* _TASK ITEM_
Taking the line that contains "Target: woman's hand" as the first and the final line of the records as the last, write out every line between them exactly, ends included, and nothing else.

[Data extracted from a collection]
+++++

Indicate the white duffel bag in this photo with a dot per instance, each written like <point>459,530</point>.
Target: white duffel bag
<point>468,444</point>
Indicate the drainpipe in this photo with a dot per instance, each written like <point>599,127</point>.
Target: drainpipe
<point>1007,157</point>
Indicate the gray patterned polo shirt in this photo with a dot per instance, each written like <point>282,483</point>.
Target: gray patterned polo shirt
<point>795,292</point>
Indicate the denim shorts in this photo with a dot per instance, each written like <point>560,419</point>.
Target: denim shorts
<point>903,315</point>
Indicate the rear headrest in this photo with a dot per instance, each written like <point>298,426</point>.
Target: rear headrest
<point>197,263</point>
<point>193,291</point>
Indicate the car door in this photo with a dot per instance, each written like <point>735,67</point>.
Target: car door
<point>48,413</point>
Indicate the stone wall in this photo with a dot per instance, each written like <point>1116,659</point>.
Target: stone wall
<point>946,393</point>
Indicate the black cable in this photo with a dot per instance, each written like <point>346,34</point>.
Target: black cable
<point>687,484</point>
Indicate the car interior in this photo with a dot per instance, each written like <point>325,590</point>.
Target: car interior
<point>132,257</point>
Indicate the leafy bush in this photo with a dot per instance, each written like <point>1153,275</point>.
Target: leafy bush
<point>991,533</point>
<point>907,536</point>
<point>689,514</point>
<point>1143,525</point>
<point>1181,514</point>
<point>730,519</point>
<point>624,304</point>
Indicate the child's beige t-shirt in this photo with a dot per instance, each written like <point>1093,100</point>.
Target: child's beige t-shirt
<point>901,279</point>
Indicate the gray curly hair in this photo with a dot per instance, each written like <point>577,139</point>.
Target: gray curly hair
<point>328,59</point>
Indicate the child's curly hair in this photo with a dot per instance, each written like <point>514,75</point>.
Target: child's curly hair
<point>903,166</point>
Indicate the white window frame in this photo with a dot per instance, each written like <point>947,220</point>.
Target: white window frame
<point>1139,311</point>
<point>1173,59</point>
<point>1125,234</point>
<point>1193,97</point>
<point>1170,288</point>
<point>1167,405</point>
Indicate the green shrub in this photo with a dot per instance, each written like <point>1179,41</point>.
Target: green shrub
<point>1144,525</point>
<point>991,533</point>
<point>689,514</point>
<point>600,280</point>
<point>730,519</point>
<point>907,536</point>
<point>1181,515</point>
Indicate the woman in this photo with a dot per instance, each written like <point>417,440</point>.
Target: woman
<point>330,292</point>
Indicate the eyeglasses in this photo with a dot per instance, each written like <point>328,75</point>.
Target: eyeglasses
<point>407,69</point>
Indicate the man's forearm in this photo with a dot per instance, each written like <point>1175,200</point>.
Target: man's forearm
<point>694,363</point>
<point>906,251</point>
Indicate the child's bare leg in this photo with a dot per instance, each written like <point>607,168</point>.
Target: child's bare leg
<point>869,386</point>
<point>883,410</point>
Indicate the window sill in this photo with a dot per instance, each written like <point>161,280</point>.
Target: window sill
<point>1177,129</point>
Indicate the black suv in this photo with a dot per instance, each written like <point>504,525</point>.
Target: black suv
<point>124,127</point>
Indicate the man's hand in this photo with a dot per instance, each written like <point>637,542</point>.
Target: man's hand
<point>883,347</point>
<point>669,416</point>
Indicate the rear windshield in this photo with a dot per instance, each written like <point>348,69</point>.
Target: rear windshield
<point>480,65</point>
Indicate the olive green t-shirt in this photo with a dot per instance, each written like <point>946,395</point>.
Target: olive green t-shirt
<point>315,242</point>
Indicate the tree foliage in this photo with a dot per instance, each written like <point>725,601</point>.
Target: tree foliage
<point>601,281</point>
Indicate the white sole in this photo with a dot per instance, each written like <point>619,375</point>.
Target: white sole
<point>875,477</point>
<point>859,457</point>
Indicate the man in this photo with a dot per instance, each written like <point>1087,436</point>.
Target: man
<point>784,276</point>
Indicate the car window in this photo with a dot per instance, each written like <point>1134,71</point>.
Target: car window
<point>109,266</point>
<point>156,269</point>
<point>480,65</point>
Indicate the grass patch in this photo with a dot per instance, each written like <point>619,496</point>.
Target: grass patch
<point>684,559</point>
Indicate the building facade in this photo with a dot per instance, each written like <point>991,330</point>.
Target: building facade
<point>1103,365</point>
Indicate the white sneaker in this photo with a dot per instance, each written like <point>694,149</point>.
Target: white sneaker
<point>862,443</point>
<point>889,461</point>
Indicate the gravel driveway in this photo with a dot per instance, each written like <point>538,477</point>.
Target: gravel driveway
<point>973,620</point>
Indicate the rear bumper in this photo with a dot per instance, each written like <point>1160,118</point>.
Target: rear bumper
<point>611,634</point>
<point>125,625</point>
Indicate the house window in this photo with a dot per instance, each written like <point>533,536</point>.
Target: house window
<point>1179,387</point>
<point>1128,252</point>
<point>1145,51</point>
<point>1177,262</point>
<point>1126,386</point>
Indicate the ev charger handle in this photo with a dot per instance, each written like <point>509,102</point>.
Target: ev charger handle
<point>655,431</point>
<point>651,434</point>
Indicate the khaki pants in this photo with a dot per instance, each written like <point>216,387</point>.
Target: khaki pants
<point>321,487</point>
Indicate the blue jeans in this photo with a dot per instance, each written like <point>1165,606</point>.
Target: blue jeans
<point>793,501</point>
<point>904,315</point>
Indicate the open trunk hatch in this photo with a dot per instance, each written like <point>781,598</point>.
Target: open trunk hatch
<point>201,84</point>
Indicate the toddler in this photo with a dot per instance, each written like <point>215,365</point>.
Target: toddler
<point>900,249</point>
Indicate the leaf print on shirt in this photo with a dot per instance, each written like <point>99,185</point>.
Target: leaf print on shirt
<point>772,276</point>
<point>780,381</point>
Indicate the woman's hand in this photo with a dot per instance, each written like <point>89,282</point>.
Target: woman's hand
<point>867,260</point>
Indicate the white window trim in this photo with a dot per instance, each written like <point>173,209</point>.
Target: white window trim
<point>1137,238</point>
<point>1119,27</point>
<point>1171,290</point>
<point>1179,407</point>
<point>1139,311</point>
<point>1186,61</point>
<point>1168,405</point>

+++++

* _WRITTEN ANSWER_
Target: woman's hand
<point>867,260</point>
Indicate the white window trim in this photo with a dot per instance, each written like <point>173,209</point>.
Target: white window trim
<point>1137,238</point>
<point>1119,27</point>
<point>1171,290</point>
<point>1179,407</point>
<point>1139,311</point>
<point>1186,61</point>
<point>1168,405</point>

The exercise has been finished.